Passage for review:
-=-=-

Corvol et al. conducted a whole-genome association study to identify modifiers of CF lung disease, identifying five associated loci. Their methods exemplify the large sample size required to conduct a statistically powerful analysis capable of identifying loci of relatively small effects. To obtain a large population, of 6,365 patients, they combine data on new and previously reported subjects and use linear mixed models that allow for the inclusion of affected siblings. The Genetic Modifiers of Huntington's Disease (GeM-HD) Consortium conducted a similar genome-wide association study, the first to demonstrate modifier loci modulating age of onset phenotype in Huntington's disease (HD). Their analyses were conducted on a population of 1,089 individuals affected by HD, genetic samples for which were collected over a period of almost 30 years.

Genotype-phenotype correlations, and linkage and association analyses in humans can effectively identify modifier genes with statistical support, but do not establish functional or causative effects of modifier genes. While genetic backgrounds cannot be experimentally manipulated in human populations, transgenic expression of modifier genes in animal models has been effectively used to show that variation in specific loci can cause phenotypic variation. For example, Ikeda et al. established that moth1 is a modifier gene of the tub gene, mutations in which cause obesity, retinal degeneration and hearing loss in tubby mice. In the wild-type form, the protein Mtap1a, encoded by neuronally-expressed moth1, is protective against hearing loss. Ikeda et al. showed, by transgenic expression in mice, that sequence polymorphisms in Mtap1a are crucial in causing the hearing-loss phenotype associated with tub gene mutation.

== Unexplained heritability ==

Unexplained variation in human disease phenotype is a complex issue, and with established methodologies of identifying and characterizing modifier genes, it is tempting to pursue them as explanation, with the potential to lead to a better understanding of the biological mechanisms of disease, such as by characterized interactions between gene products.

-=-=-

Record excerpts:
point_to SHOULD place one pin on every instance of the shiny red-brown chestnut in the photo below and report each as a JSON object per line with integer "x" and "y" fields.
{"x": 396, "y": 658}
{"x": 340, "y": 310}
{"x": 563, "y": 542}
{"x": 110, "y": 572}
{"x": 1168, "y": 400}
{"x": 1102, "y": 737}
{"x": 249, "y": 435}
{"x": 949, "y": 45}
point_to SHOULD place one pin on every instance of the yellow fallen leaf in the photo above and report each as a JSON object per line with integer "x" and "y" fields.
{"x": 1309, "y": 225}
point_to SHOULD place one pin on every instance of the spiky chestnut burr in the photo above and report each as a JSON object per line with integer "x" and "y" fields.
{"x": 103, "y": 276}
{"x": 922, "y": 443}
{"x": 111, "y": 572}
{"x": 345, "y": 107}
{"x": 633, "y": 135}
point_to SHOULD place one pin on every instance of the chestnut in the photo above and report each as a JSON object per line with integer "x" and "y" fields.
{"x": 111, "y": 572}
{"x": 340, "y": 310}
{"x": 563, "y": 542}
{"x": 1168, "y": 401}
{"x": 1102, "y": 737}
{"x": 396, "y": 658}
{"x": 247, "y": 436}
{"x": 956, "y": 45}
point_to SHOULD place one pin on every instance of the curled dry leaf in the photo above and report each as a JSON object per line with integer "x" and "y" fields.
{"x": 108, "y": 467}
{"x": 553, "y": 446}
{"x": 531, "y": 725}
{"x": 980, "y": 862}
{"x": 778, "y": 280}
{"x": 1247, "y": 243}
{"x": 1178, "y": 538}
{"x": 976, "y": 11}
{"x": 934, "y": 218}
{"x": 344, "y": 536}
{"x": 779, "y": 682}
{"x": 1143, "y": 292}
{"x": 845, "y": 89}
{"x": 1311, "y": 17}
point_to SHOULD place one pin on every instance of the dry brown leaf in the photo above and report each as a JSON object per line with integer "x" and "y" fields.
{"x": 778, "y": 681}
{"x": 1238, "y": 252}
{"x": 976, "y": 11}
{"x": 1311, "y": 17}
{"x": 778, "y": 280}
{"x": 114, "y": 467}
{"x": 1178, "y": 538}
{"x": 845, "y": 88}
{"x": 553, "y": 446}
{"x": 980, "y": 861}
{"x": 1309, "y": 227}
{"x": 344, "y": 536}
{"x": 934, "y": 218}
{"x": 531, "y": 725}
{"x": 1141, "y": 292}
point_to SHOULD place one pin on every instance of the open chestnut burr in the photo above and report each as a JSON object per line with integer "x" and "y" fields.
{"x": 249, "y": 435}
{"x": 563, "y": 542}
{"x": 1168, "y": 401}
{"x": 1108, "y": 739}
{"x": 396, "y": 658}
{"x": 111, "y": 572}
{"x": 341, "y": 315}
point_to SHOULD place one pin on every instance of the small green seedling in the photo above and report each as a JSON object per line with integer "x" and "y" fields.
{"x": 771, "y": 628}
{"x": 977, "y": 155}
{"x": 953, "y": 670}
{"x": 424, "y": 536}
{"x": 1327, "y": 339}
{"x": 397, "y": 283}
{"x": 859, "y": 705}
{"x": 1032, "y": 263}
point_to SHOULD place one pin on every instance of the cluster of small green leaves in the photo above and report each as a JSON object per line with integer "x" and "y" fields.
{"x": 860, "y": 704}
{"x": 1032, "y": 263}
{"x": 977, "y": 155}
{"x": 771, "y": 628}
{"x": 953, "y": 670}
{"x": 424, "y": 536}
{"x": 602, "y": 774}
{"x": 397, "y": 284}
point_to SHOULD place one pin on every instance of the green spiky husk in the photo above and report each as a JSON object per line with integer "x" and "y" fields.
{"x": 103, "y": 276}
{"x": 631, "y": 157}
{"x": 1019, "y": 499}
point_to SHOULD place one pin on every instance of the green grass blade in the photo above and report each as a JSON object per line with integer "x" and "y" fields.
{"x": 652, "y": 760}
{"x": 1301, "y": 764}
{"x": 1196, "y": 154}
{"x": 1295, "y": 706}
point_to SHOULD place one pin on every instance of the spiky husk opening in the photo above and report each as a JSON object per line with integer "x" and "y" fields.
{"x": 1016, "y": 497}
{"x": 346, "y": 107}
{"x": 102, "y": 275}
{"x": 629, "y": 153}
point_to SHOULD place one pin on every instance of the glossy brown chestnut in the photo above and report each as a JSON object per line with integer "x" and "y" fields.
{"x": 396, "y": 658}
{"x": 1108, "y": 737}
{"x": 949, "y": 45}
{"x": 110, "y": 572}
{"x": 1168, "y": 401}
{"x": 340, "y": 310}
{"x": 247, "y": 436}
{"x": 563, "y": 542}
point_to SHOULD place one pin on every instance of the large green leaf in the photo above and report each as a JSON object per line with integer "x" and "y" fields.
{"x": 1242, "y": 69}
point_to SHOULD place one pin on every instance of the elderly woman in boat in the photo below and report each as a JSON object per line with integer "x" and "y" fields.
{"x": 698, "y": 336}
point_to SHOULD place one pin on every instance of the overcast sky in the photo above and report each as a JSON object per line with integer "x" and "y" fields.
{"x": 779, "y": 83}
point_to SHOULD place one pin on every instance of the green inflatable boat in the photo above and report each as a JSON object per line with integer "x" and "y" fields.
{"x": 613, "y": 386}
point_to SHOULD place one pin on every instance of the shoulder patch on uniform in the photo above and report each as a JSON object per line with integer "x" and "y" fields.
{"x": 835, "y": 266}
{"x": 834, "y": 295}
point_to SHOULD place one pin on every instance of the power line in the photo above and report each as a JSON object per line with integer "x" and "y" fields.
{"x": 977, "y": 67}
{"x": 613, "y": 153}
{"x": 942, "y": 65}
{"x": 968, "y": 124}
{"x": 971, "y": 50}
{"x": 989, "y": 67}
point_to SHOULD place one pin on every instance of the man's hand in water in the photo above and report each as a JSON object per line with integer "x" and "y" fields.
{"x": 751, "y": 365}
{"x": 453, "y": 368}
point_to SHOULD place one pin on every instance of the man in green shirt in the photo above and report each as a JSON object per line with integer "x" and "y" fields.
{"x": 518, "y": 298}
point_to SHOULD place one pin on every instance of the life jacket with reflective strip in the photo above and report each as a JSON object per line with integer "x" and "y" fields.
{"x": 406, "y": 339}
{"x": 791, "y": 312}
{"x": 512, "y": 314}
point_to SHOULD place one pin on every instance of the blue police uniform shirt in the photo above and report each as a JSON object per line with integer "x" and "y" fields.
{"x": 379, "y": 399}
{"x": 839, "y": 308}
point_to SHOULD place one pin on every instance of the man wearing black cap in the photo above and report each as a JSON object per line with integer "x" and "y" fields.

-=-=-

What you should do:
Continue the passage on modifier genes and unexplained heritability from the point where it stops.

Exercise response:
But identifying new modifier loci is challenging, and becomes more so, as those variants most easily detectable by current methods are increasingly identified and characterized. Still, for a majority human genetic diseases, less than 20% of heritability is explained by known variants. Some argue that unexplained heritability may be due to many rare variants, which typical association studies are not designed to detect, or structural genetic variation. Though the challenging identification of new genetic variants may not be the most efficient approach to developing mechanistically-informed drugs, it may lead to the development of more safe, individualized, and effective interventional strategies, risk-assessments and prognoses.

Zuk et al. argue that biomedical research should focus on interacting molecular mechanisms of genetic variants already discovered. They argue that genetic interactions are common. Widely used estimates of narrow-sense heritability, the ratio of additive genetic variance (calculated from measured effects of known variants) to total phenotypic variance (inferred from population data) assume additive effects in the heritability effects of variants. For most human traits, this fraction remains below 0.2. They argue that the assumption that heritability effects are additive overestimates heritability attributable to all genetic variation underlying disease, and thus underestimates the fraction of heritability attributable to already-discovered ones. Thus, they argue, research should focus on the molecular bases of already-discovered variants, as estimates of discovered sources of heritability are flawed, and there is insufficient evidence that undiscovered genetic modifiers exist. Furthermore, "the proportion of phenotypic variance explained by a variant in the human population is a notoriously poor predictor of the importance of the gene for biology or medicine," and effective therapeutics may target products of genes that explain very little of the clinically-observed variation in phenotype.